- [What this task involves]: Transcribe every entry that follows, word for word, and omit the images.
Segment Start: Given data
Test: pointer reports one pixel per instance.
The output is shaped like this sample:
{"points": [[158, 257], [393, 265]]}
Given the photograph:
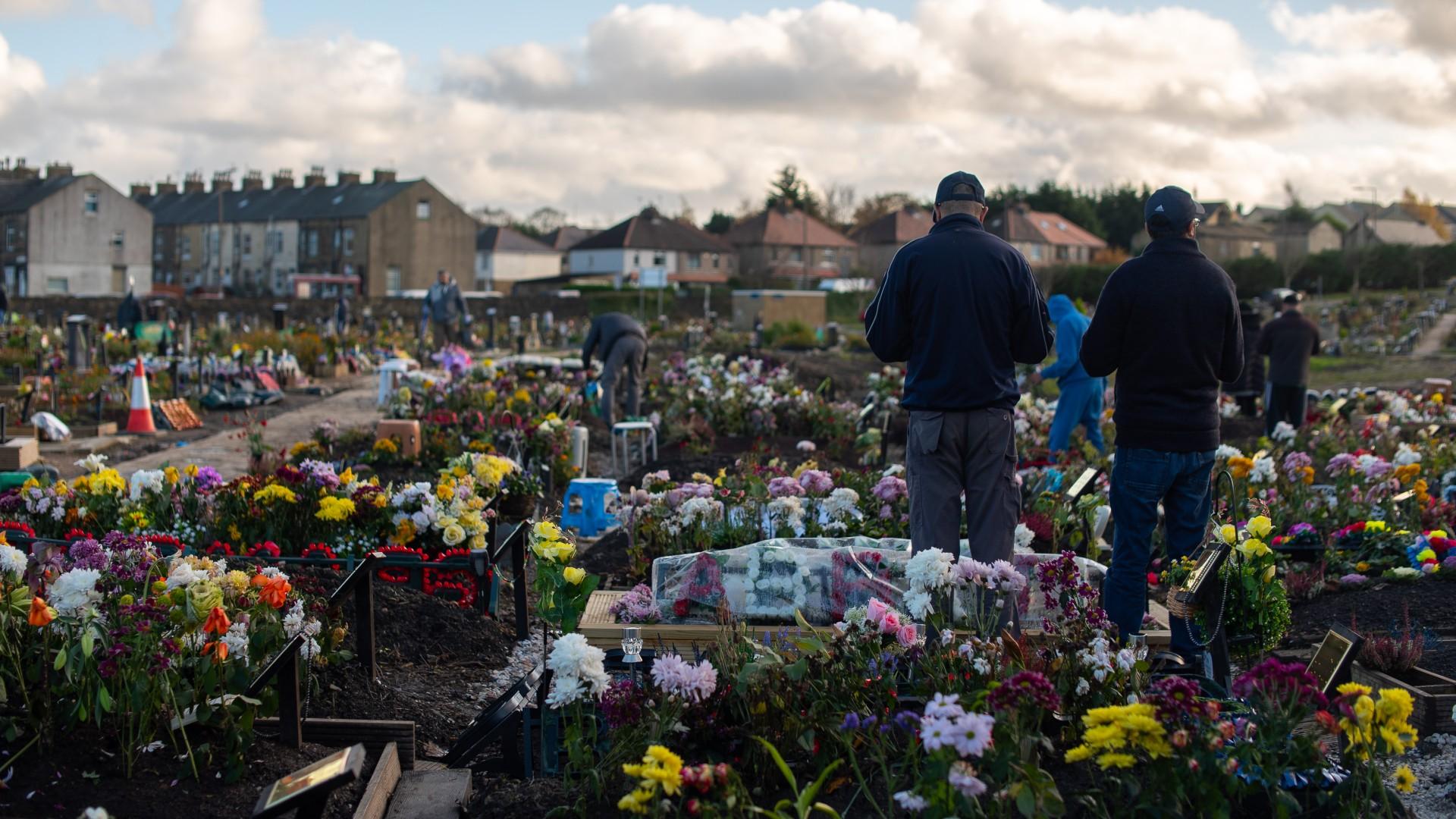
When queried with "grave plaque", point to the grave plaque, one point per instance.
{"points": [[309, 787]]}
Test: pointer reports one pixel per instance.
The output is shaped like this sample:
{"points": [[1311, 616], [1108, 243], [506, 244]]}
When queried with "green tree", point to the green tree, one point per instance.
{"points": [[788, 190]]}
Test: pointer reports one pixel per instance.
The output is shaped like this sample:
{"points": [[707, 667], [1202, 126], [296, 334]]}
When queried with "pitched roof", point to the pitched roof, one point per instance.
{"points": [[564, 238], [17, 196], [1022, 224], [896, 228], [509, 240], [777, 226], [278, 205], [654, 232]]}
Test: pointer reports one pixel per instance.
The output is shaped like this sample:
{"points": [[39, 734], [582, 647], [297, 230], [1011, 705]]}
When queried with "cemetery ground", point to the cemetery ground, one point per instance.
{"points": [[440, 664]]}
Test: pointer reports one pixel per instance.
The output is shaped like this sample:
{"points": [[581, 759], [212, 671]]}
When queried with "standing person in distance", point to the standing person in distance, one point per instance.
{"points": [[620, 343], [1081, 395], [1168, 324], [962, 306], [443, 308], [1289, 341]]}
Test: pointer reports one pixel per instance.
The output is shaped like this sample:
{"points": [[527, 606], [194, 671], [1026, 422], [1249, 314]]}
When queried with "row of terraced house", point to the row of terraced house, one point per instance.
Segment End: Given data
- [Task answer]:
Test: pointer reports one pixel per instance.
The output is shaped like this sample:
{"points": [[158, 257], [393, 265]]}
Given the photograph:
When queried with "grave plaque", point to the grave plaque, one point per instance.
{"points": [[309, 787]]}
Test: pointer reports one pixel per instance.
The output is shaped like this sample:
{"points": [[1311, 616], [1108, 243], [506, 244]]}
When queried with "green tree", point to the green tree, one point per instance.
{"points": [[788, 190]]}
Test: pointer reports one pixel per instance.
The output is shaped like this sample:
{"points": [[707, 667], [1202, 126], [296, 334]]}
When queried with "pitched roof", point to the pitched roof, one point per instance.
{"points": [[564, 238], [17, 196], [1022, 224], [896, 228], [509, 240], [777, 226], [278, 205], [654, 232]]}
Test: pointer reports one pixel per instance.
The output is shaped like this sample:
{"points": [[39, 734], [582, 647], [297, 230], [1011, 705]]}
When queried with "cemetery ground", point to the cemetery ground, one point per instance.
{"points": [[440, 664]]}
Test: pointer reports one pixel per instance.
The output is shaped like this sample:
{"points": [[581, 759], [212, 671]]}
When queried with "standing person in distance", point to the standing person in distance, one point per instance.
{"points": [[620, 343], [1081, 395], [1168, 324], [962, 306], [443, 308], [1289, 341]]}
Test: pointer reports one pixel per instance.
The output is shaped like this sample:
{"points": [[527, 606], [194, 671], [1026, 422], [1249, 314]]}
When queried with "row of terraced house", point to the row of terraced house, one point per instance.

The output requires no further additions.